** Begin PROVIDED DATA **
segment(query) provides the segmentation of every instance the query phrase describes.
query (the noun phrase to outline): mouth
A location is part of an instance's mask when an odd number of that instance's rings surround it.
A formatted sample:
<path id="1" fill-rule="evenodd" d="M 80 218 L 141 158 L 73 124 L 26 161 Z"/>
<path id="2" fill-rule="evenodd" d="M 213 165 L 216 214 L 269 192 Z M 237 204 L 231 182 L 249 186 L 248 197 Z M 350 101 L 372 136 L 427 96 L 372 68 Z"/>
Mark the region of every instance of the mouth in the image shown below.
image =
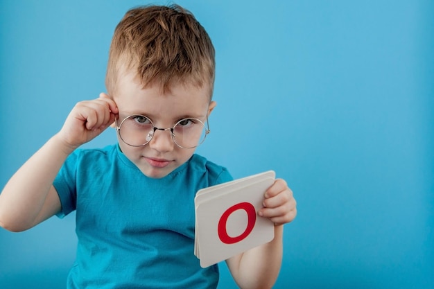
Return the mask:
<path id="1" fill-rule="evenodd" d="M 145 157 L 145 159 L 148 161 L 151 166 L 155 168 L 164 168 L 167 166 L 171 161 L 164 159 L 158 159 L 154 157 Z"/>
** End PROVIDED DATA **
** Begin PROVIDED DATA **
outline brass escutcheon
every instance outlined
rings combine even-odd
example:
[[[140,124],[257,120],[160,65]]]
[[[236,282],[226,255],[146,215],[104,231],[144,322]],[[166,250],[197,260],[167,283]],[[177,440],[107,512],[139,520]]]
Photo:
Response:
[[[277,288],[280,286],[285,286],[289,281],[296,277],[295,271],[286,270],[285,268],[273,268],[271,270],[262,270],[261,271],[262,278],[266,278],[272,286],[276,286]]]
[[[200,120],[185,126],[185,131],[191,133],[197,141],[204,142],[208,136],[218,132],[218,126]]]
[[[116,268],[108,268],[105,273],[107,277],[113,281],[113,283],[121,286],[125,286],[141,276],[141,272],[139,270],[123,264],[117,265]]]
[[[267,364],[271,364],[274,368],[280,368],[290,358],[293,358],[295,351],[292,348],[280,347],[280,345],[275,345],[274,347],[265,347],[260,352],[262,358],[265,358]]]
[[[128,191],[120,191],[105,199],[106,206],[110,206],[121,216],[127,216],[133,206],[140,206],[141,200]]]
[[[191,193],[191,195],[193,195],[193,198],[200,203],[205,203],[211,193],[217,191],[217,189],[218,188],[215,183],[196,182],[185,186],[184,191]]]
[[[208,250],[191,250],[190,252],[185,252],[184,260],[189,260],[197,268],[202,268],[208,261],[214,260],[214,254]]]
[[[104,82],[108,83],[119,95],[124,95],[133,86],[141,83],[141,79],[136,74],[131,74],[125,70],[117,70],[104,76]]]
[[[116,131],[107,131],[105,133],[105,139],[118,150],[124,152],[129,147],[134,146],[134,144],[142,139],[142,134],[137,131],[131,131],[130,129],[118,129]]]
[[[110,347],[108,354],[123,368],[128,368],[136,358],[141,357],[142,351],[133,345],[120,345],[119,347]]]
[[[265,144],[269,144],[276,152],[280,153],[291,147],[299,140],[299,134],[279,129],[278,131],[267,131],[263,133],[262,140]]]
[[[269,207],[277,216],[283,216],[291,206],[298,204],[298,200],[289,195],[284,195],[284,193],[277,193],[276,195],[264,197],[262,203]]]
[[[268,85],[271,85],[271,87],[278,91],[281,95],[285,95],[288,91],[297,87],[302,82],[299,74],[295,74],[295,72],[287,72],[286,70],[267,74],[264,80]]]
** End PROVIDED DATA **
** Begin PROVIDED DATA **
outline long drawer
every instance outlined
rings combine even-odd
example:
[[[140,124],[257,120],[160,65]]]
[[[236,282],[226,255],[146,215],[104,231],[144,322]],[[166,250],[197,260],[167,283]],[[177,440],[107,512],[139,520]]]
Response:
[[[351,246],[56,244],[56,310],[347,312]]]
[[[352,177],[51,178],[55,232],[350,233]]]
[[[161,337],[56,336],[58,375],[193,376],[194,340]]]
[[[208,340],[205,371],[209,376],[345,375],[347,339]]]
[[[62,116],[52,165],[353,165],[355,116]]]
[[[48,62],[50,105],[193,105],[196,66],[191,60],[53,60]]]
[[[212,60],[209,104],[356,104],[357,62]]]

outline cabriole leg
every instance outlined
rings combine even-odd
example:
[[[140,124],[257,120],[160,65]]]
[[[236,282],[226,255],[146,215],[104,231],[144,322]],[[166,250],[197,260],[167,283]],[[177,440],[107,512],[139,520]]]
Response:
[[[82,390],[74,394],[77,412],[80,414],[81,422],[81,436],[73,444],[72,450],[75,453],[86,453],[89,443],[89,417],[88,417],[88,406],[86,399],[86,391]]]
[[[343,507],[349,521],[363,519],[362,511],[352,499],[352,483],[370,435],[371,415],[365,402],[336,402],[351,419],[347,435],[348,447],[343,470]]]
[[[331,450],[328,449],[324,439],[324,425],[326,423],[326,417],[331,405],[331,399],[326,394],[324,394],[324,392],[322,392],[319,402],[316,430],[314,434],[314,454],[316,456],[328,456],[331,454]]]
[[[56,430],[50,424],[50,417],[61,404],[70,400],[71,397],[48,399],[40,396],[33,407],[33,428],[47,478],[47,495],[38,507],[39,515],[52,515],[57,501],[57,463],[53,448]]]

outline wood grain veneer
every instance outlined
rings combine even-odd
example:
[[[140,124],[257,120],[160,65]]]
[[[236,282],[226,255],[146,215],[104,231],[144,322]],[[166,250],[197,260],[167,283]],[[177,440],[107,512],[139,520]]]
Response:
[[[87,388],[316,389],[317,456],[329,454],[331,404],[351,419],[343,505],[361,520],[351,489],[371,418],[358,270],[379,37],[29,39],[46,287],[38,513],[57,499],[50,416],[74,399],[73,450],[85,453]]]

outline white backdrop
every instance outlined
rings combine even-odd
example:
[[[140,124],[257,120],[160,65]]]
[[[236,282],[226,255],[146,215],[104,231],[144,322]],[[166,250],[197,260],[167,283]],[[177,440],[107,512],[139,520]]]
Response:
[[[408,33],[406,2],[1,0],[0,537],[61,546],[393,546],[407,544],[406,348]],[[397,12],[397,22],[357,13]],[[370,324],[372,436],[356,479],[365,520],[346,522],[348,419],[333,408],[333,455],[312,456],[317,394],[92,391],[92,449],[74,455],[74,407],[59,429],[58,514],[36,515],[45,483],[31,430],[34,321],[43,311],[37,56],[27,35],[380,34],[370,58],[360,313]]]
** End PROVIDED DATA **
*TASK GOAL*
Update the lines from the one with "outline long drawer" up to and including the one with "[[[212,60],[209,104],[356,104],[357,62]]]" by putting "wide drawer" in place of "long drawer". Give back only those lines, with nothing else changed.

*FINAL RESULT*
outline wide drawer
every instance outlined
rings combine even-odd
example:
[[[140,124],[257,120],[160,65]]]
[[[236,282],[226,255],[146,215],[104,231],[144,322]],[[166,250],[197,260],[167,283]],[[177,440],[107,512],[139,520]]]
Response:
[[[351,246],[56,244],[56,310],[347,312]]]
[[[352,177],[51,178],[55,232],[350,233]]]
[[[161,337],[56,336],[58,375],[193,376],[194,340]]]
[[[208,340],[205,371],[209,376],[345,375],[347,339]]]
[[[62,116],[52,165],[353,165],[355,116]]]
[[[48,62],[50,105],[193,105],[196,66],[191,60],[53,60]]]
[[[212,60],[209,104],[356,104],[357,62]]]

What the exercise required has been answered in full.